> _EXPLORE THE MATERIAL_:
- a) According to the article on eye donation, how often does the doctor now receive a pair of donated eyes?
- b) Write the next part of the article on eye donation, picking up after its final sentence.

(Beginning of TEXT)

Getting the blind to see gives greatest satisfaction: Doctor
The eye donation week and month have run their course in September and the doctor is pleased that a busy month will soon be producing better results.
Chennai: The eye doctor does about a dozen surgeries a day and hundreds of surgeries every month. Vision is the most precious gift of mankind and the patients know this well as they stream to eye hospitals for treatment. And yet what fascinates the renowned eye surgeon, Dr Mohan Rajan. more is in seeing reward for efforts put in to get more and more people to donate their eyes so others who have not seen properly or not at all in their lifetime might get to know firsthand this great gift of eyesight.
The eye donation week and month have run their course in September and the doctor is pleased that a busy month will soon be producing better results.
“We used to get a pair of eyes once a week, now it is one pair a day. That is how much the awareness has grown,” he says after another hectic schedule of surgeries, inspirational talks to students, conducting rallies to raise public awareness and handling visits of celebrities who help the cause of donation by lending their charisma.

(End of TEXT)
(Beginning of RECORD EXTRACTS)

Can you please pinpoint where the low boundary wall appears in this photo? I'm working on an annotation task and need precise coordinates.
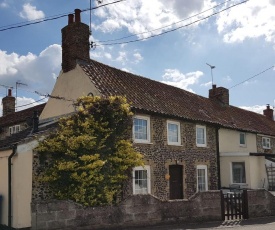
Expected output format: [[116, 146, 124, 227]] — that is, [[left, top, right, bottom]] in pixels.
[[31, 190, 275, 230]]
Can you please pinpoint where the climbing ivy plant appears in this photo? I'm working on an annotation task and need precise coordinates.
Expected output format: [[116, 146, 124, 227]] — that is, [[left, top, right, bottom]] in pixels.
[[36, 96, 143, 206]]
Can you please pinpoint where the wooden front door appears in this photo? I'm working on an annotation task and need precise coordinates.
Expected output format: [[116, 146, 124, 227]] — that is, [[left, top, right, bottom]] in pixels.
[[169, 165, 183, 200]]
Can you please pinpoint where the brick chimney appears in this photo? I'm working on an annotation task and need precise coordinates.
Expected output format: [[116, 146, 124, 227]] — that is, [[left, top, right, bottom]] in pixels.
[[209, 85, 229, 105], [264, 104, 274, 121], [61, 9, 90, 72], [2, 89, 15, 116]]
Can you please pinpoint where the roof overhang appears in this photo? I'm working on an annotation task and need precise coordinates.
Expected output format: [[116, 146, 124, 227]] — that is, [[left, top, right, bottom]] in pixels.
[[249, 153, 275, 162]]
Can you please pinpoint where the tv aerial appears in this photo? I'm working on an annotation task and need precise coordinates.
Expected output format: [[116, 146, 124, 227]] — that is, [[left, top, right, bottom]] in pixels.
[[206, 63, 216, 86]]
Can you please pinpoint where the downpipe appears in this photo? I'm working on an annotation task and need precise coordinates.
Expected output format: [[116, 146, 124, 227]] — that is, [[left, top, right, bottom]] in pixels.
[[8, 144, 17, 229]]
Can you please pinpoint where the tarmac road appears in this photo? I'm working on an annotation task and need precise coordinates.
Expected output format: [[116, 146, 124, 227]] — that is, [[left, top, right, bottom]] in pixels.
[[124, 216, 275, 230]]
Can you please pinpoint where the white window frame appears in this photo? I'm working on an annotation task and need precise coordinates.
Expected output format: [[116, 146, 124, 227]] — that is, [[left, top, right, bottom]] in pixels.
[[239, 132, 246, 147], [196, 165, 208, 192], [231, 161, 247, 184], [133, 115, 151, 143], [196, 125, 207, 147], [9, 125, 21, 135], [262, 137, 271, 149], [133, 165, 151, 194], [167, 120, 181, 145]]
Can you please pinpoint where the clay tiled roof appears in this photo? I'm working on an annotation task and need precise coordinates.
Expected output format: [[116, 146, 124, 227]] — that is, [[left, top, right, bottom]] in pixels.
[[80, 60, 275, 136], [0, 103, 45, 127]]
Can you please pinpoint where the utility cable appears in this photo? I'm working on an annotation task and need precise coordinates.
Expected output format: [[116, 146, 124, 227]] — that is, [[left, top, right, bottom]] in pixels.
[[15, 97, 47, 108], [98, 0, 236, 43], [229, 65, 275, 89], [0, 0, 126, 32], [97, 0, 249, 46]]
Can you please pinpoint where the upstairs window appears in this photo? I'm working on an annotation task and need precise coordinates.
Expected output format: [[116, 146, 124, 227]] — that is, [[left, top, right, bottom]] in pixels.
[[133, 116, 150, 143], [133, 165, 151, 194], [9, 125, 20, 135], [196, 125, 206, 147], [197, 165, 208, 192], [240, 133, 246, 147], [167, 121, 181, 145], [262, 137, 271, 149], [232, 162, 246, 183]]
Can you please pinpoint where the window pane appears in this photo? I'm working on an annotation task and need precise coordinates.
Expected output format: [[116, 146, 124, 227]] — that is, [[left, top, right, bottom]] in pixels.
[[134, 170, 148, 194], [232, 162, 246, 183], [134, 118, 148, 140], [197, 128, 205, 145], [168, 124, 179, 142], [240, 133, 245, 145]]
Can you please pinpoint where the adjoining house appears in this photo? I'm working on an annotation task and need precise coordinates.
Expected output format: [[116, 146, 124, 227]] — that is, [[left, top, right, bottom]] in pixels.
[[0, 89, 45, 141], [0, 95, 45, 228], [40, 10, 275, 199], [0, 10, 275, 228]]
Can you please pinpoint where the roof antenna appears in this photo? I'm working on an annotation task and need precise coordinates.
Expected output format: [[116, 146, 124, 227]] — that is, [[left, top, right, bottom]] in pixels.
[[206, 63, 215, 86]]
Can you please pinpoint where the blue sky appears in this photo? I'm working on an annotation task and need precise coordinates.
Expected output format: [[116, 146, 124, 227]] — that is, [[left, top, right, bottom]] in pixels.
[[0, 0, 275, 113]]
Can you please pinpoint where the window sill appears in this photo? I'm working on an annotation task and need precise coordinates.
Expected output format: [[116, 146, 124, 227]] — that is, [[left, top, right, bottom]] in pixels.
[[167, 143, 183, 146], [133, 141, 153, 145], [196, 144, 207, 148]]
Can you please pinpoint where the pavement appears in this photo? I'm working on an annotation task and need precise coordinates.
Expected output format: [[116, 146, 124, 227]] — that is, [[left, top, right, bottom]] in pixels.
[[119, 216, 275, 230]]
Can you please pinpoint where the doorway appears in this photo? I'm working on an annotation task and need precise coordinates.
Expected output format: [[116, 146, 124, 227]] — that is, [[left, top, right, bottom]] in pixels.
[[169, 165, 183, 200]]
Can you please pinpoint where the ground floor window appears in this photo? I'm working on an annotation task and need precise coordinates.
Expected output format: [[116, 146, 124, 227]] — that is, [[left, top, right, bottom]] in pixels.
[[232, 162, 246, 183], [133, 165, 151, 194], [197, 165, 208, 192]]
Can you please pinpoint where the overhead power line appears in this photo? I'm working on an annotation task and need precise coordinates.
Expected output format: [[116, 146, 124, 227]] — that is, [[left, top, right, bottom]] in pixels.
[[0, 0, 126, 32], [98, 0, 237, 43], [229, 65, 275, 89], [96, 0, 249, 46]]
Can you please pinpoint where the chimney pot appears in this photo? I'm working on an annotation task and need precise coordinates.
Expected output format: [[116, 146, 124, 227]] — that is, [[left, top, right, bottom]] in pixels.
[[2, 89, 15, 116], [264, 104, 274, 120], [74, 9, 81, 22], [68, 14, 74, 25], [8, 89, 12, 97]]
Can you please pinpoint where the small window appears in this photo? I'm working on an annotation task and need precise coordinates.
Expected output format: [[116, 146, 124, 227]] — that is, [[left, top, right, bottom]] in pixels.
[[232, 162, 246, 183], [167, 121, 181, 145], [196, 125, 206, 147], [262, 137, 270, 149], [133, 165, 151, 194], [197, 165, 208, 192], [9, 125, 20, 135], [133, 116, 150, 143], [240, 133, 246, 147]]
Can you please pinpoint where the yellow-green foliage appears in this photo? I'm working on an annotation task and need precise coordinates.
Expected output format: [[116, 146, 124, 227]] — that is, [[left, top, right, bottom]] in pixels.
[[36, 96, 142, 206]]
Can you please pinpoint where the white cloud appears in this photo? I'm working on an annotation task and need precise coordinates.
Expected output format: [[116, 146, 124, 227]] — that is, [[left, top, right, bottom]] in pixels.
[[19, 3, 45, 20], [239, 105, 266, 114], [161, 69, 203, 92], [0, 1, 9, 8], [104, 53, 112, 59], [217, 0, 275, 43], [133, 51, 143, 63], [223, 76, 232, 82], [0, 45, 61, 94], [95, 0, 217, 38], [116, 51, 128, 65]]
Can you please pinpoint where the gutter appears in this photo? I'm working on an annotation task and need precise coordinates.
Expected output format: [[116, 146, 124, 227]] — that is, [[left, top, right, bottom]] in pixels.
[[215, 127, 221, 189], [8, 144, 17, 229]]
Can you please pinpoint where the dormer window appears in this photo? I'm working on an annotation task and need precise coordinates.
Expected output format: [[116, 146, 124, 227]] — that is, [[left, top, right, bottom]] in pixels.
[[262, 137, 270, 149], [9, 125, 20, 135]]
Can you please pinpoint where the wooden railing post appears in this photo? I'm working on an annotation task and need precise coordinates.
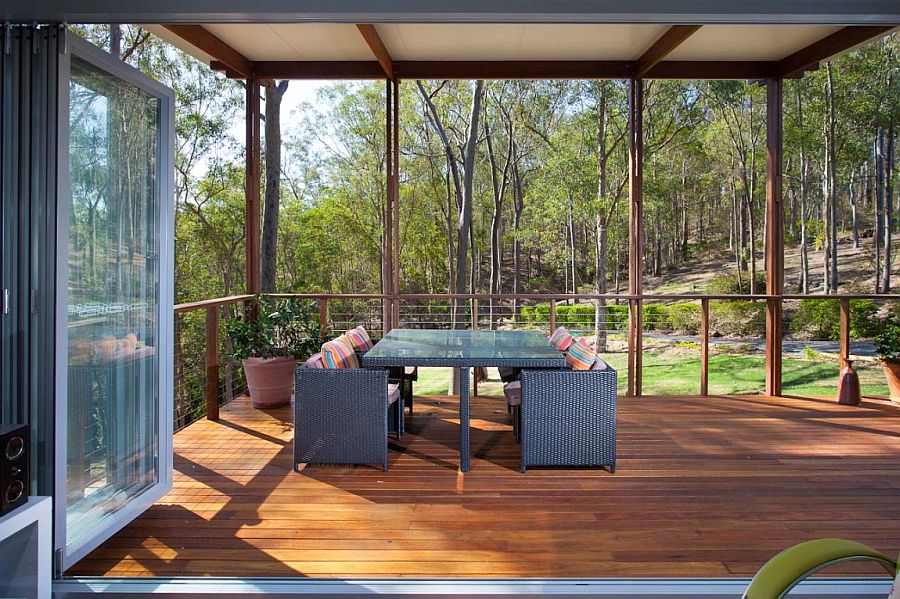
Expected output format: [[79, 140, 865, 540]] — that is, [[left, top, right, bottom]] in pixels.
[[550, 300, 556, 335], [839, 298, 850, 368], [700, 299, 709, 395], [205, 306, 219, 420], [471, 297, 479, 396], [319, 297, 328, 335]]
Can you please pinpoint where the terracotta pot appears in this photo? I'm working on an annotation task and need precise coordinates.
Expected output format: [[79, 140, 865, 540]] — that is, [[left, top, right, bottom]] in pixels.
[[838, 360, 862, 406], [242, 357, 297, 408], [881, 362, 900, 403]]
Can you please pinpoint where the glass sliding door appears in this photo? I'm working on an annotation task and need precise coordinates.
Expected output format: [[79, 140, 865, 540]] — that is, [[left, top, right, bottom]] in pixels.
[[57, 32, 173, 568]]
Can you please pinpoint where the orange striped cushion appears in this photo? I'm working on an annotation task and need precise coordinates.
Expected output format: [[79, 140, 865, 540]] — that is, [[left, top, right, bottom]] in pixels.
[[566, 337, 597, 370], [344, 327, 375, 351], [322, 335, 359, 368], [550, 327, 574, 351]]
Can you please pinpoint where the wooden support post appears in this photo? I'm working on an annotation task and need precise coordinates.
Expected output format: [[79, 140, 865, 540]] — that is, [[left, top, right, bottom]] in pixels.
[[244, 79, 261, 293], [205, 306, 219, 420], [628, 79, 644, 396], [550, 300, 556, 335], [382, 80, 396, 335], [700, 299, 709, 395], [838, 298, 850, 368], [319, 297, 328, 336], [471, 297, 484, 396], [765, 79, 784, 396], [390, 79, 400, 327]]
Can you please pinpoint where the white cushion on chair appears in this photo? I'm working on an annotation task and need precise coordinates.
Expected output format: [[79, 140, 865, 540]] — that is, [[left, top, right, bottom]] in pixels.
[[590, 356, 609, 370], [388, 383, 400, 405], [503, 381, 522, 406]]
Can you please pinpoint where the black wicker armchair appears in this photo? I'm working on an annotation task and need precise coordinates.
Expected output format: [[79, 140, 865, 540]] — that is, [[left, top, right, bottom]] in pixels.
[[294, 364, 403, 471], [510, 368, 617, 472]]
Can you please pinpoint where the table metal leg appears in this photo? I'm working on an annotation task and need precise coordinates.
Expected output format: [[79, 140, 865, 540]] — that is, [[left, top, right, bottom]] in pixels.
[[459, 368, 469, 472]]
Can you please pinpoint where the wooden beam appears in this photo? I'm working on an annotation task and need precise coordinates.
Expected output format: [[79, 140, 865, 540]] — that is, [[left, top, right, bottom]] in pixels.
[[356, 25, 394, 80], [390, 78, 400, 328], [382, 81, 399, 335], [253, 60, 384, 80], [244, 80, 262, 294], [776, 25, 895, 77], [645, 60, 777, 80], [700, 299, 709, 396], [628, 79, 644, 396], [394, 60, 634, 79], [163, 24, 253, 79], [838, 298, 850, 368], [210, 60, 778, 80], [204, 306, 219, 420], [634, 25, 700, 79], [765, 79, 784, 396]]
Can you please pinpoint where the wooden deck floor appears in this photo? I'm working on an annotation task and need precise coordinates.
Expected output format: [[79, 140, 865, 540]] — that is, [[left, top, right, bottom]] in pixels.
[[69, 397, 900, 577]]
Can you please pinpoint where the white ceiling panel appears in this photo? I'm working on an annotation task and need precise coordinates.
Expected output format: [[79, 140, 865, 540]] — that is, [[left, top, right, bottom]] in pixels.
[[667, 25, 840, 60]]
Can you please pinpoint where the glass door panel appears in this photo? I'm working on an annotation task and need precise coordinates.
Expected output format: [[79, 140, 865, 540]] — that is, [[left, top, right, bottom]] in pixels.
[[57, 34, 172, 567]]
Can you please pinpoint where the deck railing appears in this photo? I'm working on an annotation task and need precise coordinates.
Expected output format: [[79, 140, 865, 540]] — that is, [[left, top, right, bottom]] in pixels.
[[175, 293, 900, 430]]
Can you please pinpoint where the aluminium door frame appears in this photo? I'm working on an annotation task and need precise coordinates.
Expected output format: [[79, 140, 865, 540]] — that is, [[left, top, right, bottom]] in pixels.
[[53, 32, 175, 576]]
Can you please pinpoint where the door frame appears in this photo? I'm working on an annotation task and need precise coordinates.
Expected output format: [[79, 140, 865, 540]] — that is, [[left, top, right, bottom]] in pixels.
[[54, 31, 175, 576]]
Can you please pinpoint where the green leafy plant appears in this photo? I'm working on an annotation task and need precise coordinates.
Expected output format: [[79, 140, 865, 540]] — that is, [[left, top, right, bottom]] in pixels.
[[790, 299, 878, 341], [225, 298, 327, 360], [875, 314, 900, 364], [669, 302, 700, 335], [706, 273, 766, 295]]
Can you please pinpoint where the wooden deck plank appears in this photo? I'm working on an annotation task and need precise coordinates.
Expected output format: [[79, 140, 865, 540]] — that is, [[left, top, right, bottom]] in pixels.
[[69, 396, 900, 577]]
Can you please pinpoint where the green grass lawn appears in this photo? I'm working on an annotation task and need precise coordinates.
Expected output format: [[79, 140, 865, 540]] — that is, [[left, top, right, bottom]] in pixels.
[[415, 350, 888, 396]]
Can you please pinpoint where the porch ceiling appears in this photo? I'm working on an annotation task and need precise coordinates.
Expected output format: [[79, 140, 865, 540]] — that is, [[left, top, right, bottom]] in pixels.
[[147, 23, 856, 64]]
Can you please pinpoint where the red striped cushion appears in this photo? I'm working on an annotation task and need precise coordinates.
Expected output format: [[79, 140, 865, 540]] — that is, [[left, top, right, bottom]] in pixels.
[[322, 335, 359, 368], [550, 327, 575, 351], [344, 327, 375, 351], [566, 337, 597, 370]]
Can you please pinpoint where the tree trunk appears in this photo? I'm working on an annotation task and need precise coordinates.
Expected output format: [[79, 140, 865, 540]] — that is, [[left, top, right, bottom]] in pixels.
[[260, 80, 289, 293], [797, 82, 809, 294], [872, 127, 885, 293], [825, 62, 838, 293], [881, 121, 894, 293], [848, 170, 859, 249]]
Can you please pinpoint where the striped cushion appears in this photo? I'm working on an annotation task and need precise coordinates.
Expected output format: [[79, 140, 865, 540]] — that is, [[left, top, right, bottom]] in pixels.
[[344, 327, 375, 351], [566, 337, 597, 370], [550, 327, 575, 351], [322, 335, 359, 368]]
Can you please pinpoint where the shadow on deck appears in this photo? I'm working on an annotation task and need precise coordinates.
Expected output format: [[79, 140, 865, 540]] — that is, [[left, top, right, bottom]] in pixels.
[[68, 396, 900, 578]]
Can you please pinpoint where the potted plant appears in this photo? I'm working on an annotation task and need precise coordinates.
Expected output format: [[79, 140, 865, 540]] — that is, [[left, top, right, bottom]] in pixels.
[[225, 299, 323, 408], [875, 314, 900, 403]]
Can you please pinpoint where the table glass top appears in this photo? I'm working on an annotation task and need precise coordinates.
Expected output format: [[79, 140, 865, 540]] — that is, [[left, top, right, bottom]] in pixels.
[[363, 329, 565, 365]]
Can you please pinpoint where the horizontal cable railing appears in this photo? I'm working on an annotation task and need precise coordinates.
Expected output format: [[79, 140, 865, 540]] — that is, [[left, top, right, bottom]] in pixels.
[[174, 293, 900, 430]]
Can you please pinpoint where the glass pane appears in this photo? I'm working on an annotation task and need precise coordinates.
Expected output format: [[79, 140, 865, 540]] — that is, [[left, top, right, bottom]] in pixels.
[[66, 57, 160, 546]]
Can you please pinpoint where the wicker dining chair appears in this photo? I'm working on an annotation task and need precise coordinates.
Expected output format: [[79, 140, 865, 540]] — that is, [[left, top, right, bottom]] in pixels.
[[504, 367, 617, 472], [294, 359, 403, 471]]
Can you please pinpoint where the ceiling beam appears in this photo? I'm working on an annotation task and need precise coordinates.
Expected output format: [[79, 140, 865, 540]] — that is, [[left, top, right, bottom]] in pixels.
[[394, 60, 634, 79], [356, 25, 394, 81], [634, 25, 700, 79], [777, 25, 894, 77], [7, 0, 900, 25], [163, 24, 253, 79], [211, 60, 778, 80]]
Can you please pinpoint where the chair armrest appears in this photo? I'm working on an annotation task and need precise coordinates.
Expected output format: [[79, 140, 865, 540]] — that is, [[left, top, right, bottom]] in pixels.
[[743, 539, 897, 599]]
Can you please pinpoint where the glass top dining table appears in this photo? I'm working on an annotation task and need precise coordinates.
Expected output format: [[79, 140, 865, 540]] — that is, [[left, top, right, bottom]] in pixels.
[[362, 329, 566, 472]]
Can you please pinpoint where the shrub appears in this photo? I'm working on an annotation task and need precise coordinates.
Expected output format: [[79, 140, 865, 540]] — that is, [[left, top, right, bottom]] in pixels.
[[606, 304, 628, 331], [706, 273, 766, 295], [875, 315, 900, 363], [644, 304, 670, 331], [709, 301, 766, 337], [791, 298, 878, 341], [669, 302, 700, 335]]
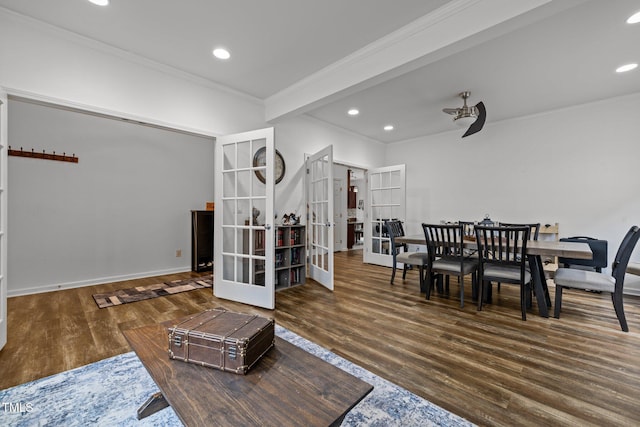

(End of RECORD EXTRACTS)

> _EXERCISE RESULTS_:
- a) One pair a day.

- b)
Students and young people gather in droves to listen to the importance of gifting eyes and organs upon their death so others may live better while a part of themselves may live on through the gift of eyesight they leave behind. Having been on the rounds since his youth with his father Dr N. Rajan, a pioneering eye doctor of the city, Dr Mohan Rajan had imbibed the art of eye treatment so much he could not have but become an eye surgeon himself. “What I do for patients is less than one per cent of what our eye bank and charitable trusts achieve in spreading eye care and restoring vision with corneal transplants,” he says modestly.
An association with the Rotary Club had led to the formation of the Rotary Rajan Eye Bank, devoted to the treatment of corneal blindness. The Chennai Vision Charitable Trust, with considerable help from the Vijay Amritraj Foundation and Cognizant Foundation , has spread its wings so much that Dr Mohan is in a position to boast that in the 150 sq km area they are able to cover in and around the city in Thiruvallur and Kancheepuram districts, there is not a single 'mature cataract'.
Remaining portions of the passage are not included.